| EXERCISE |
Once you reach the line that holds "Target: the owl eye" in the listing below, output it and every line after it through the line that holds "Task: confirm every instance of the şok", word for word.

| SUPPLIED MATERIAL |
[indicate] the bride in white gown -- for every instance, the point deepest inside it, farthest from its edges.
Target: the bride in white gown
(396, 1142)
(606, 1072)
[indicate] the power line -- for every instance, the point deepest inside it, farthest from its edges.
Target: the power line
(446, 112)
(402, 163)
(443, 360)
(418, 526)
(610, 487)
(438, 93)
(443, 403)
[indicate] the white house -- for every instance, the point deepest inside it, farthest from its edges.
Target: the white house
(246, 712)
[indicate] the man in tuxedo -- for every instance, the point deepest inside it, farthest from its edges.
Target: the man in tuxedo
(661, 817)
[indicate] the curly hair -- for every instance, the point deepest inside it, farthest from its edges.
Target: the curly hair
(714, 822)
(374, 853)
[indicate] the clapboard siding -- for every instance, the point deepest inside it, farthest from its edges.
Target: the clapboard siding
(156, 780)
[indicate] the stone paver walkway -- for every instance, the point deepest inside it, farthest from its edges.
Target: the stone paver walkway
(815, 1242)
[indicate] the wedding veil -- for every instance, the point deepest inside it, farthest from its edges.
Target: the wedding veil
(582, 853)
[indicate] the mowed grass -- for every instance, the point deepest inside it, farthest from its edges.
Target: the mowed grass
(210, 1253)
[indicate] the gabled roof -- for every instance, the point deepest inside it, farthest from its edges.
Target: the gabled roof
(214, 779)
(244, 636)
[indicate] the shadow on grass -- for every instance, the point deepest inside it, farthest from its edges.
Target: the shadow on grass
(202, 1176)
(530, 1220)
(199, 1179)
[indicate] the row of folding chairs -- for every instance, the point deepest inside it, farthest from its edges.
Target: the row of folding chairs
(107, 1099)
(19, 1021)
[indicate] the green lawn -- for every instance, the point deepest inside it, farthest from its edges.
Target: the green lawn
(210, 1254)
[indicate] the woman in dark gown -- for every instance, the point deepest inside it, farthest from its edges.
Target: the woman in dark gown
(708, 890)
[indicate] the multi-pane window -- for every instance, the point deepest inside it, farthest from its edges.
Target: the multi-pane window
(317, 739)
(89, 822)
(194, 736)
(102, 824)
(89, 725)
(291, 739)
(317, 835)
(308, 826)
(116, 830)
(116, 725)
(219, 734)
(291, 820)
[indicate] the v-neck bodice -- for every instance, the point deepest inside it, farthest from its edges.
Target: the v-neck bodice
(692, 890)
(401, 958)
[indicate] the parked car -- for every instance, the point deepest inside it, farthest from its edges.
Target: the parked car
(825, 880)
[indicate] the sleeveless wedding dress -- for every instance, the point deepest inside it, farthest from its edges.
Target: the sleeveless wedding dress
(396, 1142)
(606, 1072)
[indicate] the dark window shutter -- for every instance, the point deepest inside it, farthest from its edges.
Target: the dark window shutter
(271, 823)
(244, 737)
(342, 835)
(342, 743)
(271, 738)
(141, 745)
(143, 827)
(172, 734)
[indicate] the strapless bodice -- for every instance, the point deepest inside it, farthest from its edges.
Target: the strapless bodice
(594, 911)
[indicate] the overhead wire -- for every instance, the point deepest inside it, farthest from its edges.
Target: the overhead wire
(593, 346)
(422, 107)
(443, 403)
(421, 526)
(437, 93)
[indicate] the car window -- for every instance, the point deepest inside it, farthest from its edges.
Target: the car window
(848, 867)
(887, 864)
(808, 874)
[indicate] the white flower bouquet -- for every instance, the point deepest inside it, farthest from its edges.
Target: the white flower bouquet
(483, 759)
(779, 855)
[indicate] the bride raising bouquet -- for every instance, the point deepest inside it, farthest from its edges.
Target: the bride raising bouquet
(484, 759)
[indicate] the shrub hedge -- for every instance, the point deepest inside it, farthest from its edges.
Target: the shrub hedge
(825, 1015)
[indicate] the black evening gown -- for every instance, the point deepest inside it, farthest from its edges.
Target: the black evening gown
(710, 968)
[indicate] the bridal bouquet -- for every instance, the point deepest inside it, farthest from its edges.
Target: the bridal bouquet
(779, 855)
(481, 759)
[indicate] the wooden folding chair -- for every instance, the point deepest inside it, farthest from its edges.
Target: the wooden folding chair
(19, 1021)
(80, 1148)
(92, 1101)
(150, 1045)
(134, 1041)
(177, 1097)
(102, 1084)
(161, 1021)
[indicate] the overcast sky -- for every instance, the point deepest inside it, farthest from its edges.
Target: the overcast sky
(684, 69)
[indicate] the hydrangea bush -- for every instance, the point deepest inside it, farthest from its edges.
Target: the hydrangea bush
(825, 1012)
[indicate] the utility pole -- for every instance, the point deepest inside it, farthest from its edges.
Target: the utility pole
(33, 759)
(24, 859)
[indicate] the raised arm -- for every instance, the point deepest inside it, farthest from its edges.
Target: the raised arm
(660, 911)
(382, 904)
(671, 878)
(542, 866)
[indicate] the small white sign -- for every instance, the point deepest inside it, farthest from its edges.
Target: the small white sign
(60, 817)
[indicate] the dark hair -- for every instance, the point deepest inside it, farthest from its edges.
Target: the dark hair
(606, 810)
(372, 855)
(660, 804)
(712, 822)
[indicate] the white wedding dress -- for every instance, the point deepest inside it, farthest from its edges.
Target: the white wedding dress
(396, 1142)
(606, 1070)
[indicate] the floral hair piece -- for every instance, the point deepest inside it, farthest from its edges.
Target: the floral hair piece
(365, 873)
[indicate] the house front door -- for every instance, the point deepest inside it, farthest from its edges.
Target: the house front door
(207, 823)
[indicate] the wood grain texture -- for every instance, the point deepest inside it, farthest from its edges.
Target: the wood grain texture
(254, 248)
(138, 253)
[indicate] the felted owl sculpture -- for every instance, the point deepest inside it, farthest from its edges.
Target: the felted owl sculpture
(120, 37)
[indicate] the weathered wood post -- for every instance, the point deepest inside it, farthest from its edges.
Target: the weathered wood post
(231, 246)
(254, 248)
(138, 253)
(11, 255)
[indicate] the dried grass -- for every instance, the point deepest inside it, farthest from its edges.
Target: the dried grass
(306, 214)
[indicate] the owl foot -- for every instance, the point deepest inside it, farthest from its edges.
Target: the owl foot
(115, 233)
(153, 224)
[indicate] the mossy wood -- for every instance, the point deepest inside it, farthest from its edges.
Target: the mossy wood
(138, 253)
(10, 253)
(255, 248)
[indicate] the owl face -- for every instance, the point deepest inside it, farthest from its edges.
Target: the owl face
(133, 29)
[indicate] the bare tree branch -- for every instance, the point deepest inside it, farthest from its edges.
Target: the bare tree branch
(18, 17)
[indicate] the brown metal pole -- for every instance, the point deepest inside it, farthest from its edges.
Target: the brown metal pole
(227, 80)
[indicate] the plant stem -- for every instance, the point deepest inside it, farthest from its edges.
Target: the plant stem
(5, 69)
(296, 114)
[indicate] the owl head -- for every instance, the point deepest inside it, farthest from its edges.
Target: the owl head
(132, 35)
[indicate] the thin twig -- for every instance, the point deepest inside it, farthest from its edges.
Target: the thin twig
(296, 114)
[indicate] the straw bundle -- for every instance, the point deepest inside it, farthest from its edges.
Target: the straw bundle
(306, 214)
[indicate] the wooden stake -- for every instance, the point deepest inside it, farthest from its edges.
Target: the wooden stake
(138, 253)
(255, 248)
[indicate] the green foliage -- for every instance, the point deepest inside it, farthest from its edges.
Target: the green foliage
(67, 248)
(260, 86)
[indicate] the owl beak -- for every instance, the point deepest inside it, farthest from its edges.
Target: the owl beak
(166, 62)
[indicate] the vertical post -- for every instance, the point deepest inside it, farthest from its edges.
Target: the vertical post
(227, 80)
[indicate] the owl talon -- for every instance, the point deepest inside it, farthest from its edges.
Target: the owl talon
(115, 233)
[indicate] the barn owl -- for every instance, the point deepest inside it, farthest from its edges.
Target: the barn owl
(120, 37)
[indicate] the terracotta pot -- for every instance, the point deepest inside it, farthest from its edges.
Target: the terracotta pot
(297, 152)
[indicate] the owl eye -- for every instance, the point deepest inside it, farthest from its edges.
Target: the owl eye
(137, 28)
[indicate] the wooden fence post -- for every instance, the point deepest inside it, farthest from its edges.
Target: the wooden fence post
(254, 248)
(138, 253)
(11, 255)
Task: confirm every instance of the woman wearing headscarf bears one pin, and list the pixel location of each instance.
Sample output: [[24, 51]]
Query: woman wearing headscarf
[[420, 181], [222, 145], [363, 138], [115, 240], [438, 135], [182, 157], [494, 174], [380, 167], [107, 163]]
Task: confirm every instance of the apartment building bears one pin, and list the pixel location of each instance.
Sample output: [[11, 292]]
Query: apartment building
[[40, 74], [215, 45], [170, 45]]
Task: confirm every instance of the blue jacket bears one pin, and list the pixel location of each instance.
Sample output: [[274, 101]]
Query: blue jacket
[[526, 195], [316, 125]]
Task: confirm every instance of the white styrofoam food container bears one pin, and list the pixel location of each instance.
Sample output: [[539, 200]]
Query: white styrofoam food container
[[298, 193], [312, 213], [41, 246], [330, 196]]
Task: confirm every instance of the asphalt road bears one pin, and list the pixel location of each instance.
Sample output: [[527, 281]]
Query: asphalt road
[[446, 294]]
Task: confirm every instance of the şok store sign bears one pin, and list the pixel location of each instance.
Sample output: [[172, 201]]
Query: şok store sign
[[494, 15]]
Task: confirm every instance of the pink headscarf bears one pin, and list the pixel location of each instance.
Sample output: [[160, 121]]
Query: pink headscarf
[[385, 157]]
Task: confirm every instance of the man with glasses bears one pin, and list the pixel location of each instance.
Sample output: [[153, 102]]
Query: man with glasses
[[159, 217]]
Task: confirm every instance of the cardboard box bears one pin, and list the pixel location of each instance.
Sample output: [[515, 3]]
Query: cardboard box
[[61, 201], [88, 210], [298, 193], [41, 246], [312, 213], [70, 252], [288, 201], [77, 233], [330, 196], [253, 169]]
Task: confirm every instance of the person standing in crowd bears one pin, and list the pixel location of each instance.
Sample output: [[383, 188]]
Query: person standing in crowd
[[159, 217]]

| RESULT OF THE TASK |
Target: the owl eye
(137, 28)
[indicate] the wooden fence post -- for every instance, the point deepest inside it, farthest from its edges.
Target: the wooden fence post
(254, 248)
(138, 253)
(11, 255)
Task: confirm every instance of the woman wearing headscarf bears one pin, and list the pixel location of each instance.
Sample output: [[24, 51]]
Query: woman wearing headscarf
[[420, 181], [222, 145], [363, 138], [115, 240], [438, 135], [182, 157], [494, 174], [380, 167], [107, 163]]
Task: confirm every instance of the apartment building bears one pin, and list the pixel location of each instance.
Sample output: [[11, 292]]
Query: apartment building
[[40, 74], [215, 45], [170, 45]]
Task: confirm every instance of the blue jacket bears one pin, and list the pixel location of each instance.
Sample output: [[274, 101]]
Query: blue jacket
[[526, 195], [316, 125]]
Task: confirm every instance of the white styrofoam food container bears one pin, and list the pixel location of each instance.
Sample output: [[539, 200]]
Query: white styrofoam food container
[[298, 193], [312, 213], [41, 246], [330, 196]]
Task: confirm every instance of the asphalt road bears one pin, and list the pixel location of each instance.
Sample output: [[527, 281]]
Query: asphalt road
[[446, 294]]
Task: confirm every instance of the şok store sign bears one pin, and list the pixel location of each instance.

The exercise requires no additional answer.